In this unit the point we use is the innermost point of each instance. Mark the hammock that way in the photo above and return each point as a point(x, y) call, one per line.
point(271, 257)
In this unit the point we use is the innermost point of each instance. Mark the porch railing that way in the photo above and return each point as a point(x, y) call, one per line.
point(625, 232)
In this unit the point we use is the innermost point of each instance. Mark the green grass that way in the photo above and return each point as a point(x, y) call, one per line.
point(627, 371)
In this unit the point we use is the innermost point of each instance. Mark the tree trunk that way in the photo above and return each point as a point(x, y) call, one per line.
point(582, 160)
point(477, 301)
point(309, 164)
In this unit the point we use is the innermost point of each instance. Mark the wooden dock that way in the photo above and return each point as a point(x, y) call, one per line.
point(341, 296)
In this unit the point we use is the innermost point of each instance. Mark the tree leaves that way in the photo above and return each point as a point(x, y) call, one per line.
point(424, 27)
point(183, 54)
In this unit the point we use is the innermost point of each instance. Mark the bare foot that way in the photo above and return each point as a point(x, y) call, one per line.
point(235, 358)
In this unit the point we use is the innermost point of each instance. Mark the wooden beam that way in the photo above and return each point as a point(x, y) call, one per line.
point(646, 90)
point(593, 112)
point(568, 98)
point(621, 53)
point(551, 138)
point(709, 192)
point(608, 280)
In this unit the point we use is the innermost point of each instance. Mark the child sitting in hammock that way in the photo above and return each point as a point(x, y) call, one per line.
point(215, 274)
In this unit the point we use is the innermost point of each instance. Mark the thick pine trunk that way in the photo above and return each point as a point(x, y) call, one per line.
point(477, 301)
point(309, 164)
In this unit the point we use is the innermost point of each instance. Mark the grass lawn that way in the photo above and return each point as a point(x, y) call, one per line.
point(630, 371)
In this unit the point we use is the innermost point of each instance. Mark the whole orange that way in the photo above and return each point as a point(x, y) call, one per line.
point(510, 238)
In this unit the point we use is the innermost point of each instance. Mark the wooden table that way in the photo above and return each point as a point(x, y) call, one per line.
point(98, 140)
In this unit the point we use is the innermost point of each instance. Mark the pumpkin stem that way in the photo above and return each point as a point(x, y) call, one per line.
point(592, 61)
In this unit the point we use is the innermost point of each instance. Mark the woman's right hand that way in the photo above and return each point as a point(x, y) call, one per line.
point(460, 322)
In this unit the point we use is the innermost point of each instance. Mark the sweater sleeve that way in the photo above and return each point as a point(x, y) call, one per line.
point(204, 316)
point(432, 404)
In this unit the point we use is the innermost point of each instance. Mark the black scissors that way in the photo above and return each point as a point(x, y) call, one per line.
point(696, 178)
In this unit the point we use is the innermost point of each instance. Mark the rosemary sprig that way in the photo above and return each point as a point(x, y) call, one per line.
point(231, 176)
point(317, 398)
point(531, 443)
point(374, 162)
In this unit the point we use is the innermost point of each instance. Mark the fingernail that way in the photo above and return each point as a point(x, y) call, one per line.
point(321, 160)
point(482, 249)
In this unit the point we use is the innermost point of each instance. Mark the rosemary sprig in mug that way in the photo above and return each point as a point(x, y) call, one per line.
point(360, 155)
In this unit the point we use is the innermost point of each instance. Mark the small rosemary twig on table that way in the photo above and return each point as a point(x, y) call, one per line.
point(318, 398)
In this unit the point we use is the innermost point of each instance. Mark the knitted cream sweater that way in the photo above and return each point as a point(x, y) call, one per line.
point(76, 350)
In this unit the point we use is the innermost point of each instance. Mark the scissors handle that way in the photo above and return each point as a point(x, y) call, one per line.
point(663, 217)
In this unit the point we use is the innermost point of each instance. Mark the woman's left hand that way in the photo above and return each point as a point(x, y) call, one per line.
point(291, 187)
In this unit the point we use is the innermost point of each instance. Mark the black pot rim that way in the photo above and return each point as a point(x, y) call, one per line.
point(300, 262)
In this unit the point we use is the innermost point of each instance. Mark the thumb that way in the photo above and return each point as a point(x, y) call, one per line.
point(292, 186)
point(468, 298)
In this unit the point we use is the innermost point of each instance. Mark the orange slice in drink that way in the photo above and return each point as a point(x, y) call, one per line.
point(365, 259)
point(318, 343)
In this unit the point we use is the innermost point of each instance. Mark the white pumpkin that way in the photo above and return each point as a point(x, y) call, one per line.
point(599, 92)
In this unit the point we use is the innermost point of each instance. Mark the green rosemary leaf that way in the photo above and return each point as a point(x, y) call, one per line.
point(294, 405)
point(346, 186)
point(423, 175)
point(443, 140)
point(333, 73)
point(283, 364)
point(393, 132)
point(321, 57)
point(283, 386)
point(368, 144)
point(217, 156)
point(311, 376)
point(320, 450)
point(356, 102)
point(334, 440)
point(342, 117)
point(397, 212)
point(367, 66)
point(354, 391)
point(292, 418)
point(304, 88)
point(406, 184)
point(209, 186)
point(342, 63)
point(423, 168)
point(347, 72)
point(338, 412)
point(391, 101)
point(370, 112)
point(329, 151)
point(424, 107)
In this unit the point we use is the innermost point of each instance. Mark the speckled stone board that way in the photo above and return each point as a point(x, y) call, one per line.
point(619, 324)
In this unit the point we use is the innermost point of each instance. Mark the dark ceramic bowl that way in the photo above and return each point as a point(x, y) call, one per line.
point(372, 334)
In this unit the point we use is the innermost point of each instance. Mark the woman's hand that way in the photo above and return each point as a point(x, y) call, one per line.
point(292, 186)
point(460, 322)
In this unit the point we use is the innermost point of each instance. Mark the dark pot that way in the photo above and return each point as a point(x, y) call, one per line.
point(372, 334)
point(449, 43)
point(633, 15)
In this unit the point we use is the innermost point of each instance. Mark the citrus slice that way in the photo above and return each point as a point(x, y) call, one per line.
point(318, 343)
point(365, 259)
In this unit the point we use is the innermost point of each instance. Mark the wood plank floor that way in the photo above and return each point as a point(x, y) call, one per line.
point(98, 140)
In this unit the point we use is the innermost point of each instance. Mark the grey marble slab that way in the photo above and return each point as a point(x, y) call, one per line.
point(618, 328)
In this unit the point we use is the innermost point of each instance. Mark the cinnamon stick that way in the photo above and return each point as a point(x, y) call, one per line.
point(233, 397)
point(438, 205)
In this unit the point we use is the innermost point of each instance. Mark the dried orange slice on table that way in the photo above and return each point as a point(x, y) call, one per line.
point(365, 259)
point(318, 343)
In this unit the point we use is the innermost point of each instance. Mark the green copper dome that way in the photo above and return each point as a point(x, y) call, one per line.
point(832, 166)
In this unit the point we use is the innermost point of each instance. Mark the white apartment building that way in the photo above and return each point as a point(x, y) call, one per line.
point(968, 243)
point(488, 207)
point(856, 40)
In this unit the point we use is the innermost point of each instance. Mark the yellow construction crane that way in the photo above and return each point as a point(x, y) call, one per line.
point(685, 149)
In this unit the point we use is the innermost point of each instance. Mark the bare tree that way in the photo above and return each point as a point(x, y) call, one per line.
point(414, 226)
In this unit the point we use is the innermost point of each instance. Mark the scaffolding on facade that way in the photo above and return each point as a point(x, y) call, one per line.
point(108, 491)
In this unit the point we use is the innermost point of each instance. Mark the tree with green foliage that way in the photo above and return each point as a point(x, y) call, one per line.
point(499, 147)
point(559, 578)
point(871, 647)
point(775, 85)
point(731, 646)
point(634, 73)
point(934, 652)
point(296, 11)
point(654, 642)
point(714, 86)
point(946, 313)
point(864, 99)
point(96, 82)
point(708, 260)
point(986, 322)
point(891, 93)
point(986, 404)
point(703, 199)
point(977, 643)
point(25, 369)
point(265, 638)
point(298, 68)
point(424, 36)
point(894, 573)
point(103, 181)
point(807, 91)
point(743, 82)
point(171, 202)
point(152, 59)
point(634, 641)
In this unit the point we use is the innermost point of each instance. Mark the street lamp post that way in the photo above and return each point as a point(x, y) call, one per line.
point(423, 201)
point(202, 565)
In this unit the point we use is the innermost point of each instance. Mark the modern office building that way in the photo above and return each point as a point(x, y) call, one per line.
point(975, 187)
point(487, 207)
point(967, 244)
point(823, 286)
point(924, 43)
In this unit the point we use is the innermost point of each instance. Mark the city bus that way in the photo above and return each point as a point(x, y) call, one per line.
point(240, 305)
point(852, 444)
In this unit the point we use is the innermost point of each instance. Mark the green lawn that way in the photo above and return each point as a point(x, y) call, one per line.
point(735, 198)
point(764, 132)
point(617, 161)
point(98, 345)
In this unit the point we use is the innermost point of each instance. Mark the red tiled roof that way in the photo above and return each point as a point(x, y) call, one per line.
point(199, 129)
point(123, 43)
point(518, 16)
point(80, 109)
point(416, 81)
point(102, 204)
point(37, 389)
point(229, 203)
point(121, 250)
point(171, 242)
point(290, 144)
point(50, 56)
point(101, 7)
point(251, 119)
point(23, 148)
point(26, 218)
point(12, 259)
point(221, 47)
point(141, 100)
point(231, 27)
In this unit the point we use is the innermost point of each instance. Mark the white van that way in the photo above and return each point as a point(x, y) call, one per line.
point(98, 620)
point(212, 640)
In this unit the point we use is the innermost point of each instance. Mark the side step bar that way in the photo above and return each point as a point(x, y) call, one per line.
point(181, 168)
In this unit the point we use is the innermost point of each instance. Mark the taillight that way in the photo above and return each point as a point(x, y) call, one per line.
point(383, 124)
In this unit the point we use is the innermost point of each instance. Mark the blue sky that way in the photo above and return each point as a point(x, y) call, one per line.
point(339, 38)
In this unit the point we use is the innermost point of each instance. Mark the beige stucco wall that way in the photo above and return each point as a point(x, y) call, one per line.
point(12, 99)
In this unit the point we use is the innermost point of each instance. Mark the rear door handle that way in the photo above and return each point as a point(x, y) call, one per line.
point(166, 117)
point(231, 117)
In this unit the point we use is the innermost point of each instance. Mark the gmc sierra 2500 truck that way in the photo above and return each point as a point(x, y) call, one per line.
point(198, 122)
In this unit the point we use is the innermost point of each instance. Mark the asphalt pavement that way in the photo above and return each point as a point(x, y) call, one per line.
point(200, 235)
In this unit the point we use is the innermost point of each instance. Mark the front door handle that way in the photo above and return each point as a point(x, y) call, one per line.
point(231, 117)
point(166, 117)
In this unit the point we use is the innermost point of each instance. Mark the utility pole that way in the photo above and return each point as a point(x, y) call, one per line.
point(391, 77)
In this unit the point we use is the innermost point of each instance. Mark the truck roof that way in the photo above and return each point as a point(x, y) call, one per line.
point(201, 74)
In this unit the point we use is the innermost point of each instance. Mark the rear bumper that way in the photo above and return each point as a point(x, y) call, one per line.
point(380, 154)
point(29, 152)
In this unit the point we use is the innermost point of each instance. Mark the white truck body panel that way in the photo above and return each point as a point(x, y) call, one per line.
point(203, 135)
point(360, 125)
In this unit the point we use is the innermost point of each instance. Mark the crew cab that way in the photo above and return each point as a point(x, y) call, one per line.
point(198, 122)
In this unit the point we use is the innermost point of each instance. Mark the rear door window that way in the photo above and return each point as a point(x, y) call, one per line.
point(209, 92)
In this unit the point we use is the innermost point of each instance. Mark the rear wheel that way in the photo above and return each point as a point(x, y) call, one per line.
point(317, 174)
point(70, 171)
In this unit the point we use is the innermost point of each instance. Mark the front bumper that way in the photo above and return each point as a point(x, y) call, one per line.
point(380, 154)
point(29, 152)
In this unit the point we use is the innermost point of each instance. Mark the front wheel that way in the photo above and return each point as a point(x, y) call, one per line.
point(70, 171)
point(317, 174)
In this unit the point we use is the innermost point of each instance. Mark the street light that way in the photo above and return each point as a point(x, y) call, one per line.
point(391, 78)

+++

• WRITTEN INSTRUCTION:
Convert the material from the line containing "the black pot" through the line containing "point(300, 262)", both lines included, into a JSON list of strings with one string per line and no blank lines.

• EXERCISE OUTPUT:
[
  "In this unit the point we use is the innermost point of each instance. Mark the black pot rim that way in the photo above and return each point as a point(x, y) call, one per line.",
  "point(300, 262)"
]